> [Entries taken from a collection]:
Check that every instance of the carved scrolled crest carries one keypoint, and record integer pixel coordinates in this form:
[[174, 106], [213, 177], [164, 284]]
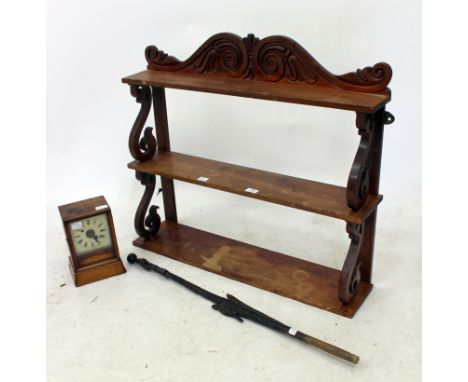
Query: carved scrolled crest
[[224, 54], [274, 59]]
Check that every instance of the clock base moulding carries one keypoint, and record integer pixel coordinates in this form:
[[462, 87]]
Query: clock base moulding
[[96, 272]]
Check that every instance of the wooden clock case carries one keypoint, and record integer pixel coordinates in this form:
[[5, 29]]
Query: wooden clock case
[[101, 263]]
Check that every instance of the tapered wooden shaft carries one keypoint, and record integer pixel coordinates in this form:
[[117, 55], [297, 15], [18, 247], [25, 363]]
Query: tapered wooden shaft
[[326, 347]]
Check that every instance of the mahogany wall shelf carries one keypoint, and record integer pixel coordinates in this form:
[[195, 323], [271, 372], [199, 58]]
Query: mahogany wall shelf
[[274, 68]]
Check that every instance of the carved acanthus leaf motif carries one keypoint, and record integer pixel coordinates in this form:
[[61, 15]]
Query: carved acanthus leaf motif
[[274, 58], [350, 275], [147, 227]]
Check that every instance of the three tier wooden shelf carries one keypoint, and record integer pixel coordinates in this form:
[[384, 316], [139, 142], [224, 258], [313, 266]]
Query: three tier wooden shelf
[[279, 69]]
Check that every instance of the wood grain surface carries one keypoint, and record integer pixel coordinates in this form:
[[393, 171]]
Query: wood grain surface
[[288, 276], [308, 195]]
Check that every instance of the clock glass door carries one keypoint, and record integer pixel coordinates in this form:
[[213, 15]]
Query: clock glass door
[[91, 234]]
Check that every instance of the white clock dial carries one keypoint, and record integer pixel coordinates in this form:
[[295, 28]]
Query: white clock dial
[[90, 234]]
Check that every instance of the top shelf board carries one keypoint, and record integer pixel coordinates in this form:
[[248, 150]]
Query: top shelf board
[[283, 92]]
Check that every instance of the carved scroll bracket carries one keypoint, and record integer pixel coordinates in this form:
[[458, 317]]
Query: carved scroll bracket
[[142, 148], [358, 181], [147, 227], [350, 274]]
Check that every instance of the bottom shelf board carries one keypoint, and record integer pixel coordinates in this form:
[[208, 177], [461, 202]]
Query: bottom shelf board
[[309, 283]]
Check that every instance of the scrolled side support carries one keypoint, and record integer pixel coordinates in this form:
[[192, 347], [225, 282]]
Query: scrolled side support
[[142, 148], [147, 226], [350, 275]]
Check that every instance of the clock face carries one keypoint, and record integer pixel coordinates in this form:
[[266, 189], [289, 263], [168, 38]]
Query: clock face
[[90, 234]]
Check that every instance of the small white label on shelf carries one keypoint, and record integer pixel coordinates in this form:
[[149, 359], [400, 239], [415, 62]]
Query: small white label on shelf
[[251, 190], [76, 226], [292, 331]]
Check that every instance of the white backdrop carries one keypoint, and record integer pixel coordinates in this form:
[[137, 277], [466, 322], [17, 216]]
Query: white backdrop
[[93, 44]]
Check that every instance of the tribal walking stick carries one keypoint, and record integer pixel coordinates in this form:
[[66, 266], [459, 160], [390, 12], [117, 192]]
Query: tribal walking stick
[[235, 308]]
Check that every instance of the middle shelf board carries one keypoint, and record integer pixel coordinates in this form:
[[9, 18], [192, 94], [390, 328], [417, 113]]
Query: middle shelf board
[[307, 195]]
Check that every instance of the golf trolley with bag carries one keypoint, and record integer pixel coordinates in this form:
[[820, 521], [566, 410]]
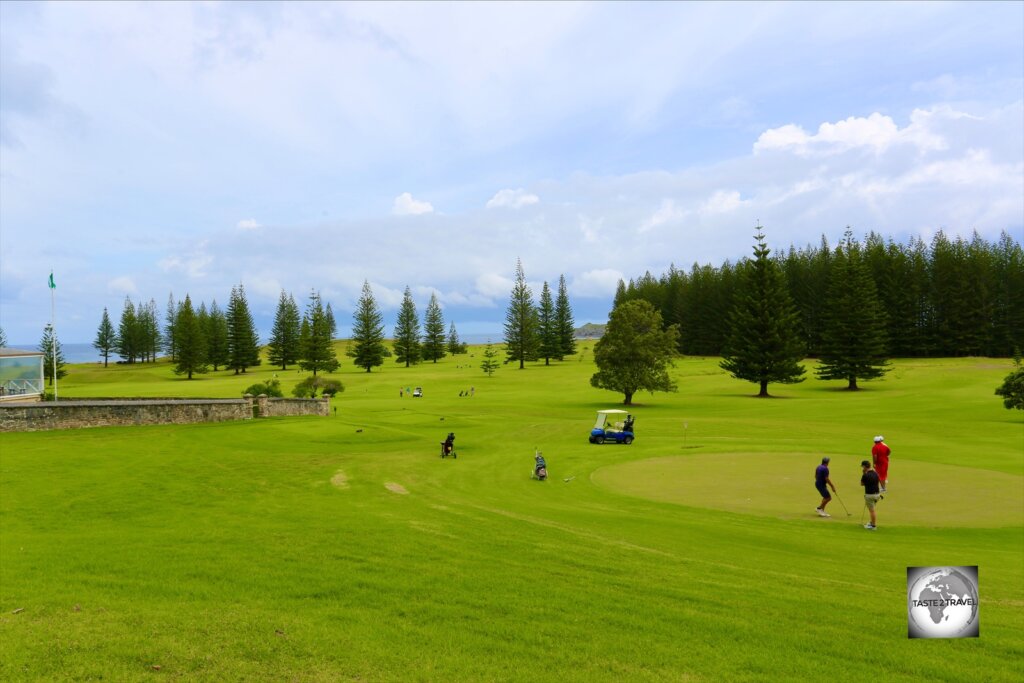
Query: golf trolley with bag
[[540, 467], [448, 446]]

> [THE PROBLEM]: Set down the data again, exactly, without images.

> [ANSWER AREA]:
Check that every instance of the carved scrolled crest carries one keypoint, and record integer pixel coordinates in this form:
[[174, 106], [213, 177], [164, 284]]
Query: carved scrolled crest
[[224, 54], [274, 59]]
Check that every instance of the clock base moulding carries one keypoint, and record integer pixel coordinates in this form:
[[462, 87]]
Query: clock base moulding
[[96, 272]]
Check that every instance of the wooden clock case carries one keypoint, and record integer pixel coordinates in this form:
[[5, 29]]
Query: wooden clock case
[[101, 263]]
Check that every instance of the tapered wooden shaft carries one keypoint, and record integer pixel coordinates in this form:
[[117, 55], [297, 15], [18, 247], [25, 363]]
Query: tapered wooden shaft
[[326, 347]]
Check that every instance of the mahogany wall shelf carries one keypoint, and record integer pixel coordinates in this form:
[[195, 323], [271, 372], [199, 58]]
Query: mahogany wall shelf
[[274, 68]]
Check that every instance of the carved acanthus leaf motif carries one keypoint, and record integer pixel coordinates in this form:
[[61, 15]]
Query: carved acanthus leaf motif
[[274, 58], [350, 275], [147, 227]]
Check that every instance of the three tier wooden shelf carries one keypoint, and record integer pixel coordinates in this form:
[[384, 316], [139, 142], [224, 258], [313, 266]]
Query: three tier wooden shelf
[[279, 69]]
Check that every instance of the wood grain surface carries one keypoint, and record integer pixel coordinates in this form:
[[393, 171]]
Query: wood grain surface
[[288, 276], [308, 195]]
Check that every instance of the clock glass door carries one keypoint, and record integer pixel coordinates in this form:
[[213, 15]]
Query: clock glass door
[[91, 234]]
Check that every instance of the white clock dial carries one keypoint, and record integer pixel coordinates in this form:
[[295, 28]]
Query: white clock dial
[[90, 234]]
Check that every instance of the top shelf board carries one keypoint, and record integer pixel coordinates in this form:
[[248, 150]]
Query: top shelf board
[[283, 92]]
Check that every instance of the carved scroll bracket carries one keypoint, and record integer pixel coordinates in this form:
[[458, 317]]
Query: carved scroll bracket
[[142, 148], [358, 181], [147, 227], [350, 274]]
Check that every instance of the bottom shelf board carries one keypoint, and record integer pixel coordinates in this form:
[[208, 177], [461, 202]]
Query: bottom shelf board
[[309, 283]]
Check that every instance of the scrolled side support carries one keypoint, and record integer pixel coordinates in this form:
[[192, 347], [225, 282]]
Query: scrolled side support
[[142, 148], [147, 226], [350, 275]]
Check that every instance of the clock face carries one keypoint, and record integer pixel coordinates in this form:
[[266, 189], [289, 263], [168, 38]]
Query: clock face
[[90, 234]]
Check that every instance of the small white label on shelf carries one keypoint, and record integer pixel coordinates in this form:
[[149, 359], [400, 239], [415, 62]]
Query: small white label on shelf
[[251, 190], [76, 226], [292, 331]]
Check that every instance of the white backdrop carries one keypoint, and record integer pixel coordinates in this form:
[[137, 277], [466, 322], [17, 216]]
Query: white backdrop
[[93, 44]]
Check that every instance of the tribal walking stick carries one keypoint, and record integer pixel coordinates in this form:
[[66, 266], [459, 160], [390, 12], [117, 192]]
Query: tribal walking stick
[[235, 308]]
Check that every instance of the middle shelf board carries one keypoint, and record integer pixel coordinates in this form:
[[9, 18], [192, 94], [390, 328], [417, 113]]
Query: middle shelf board
[[307, 195]]
Check that every instance of the golf trolley with bag carries one keypoint, and record integer pixel coordinates in this form:
[[820, 521], [566, 410]]
Query: golf trolley with bag
[[540, 467], [448, 446]]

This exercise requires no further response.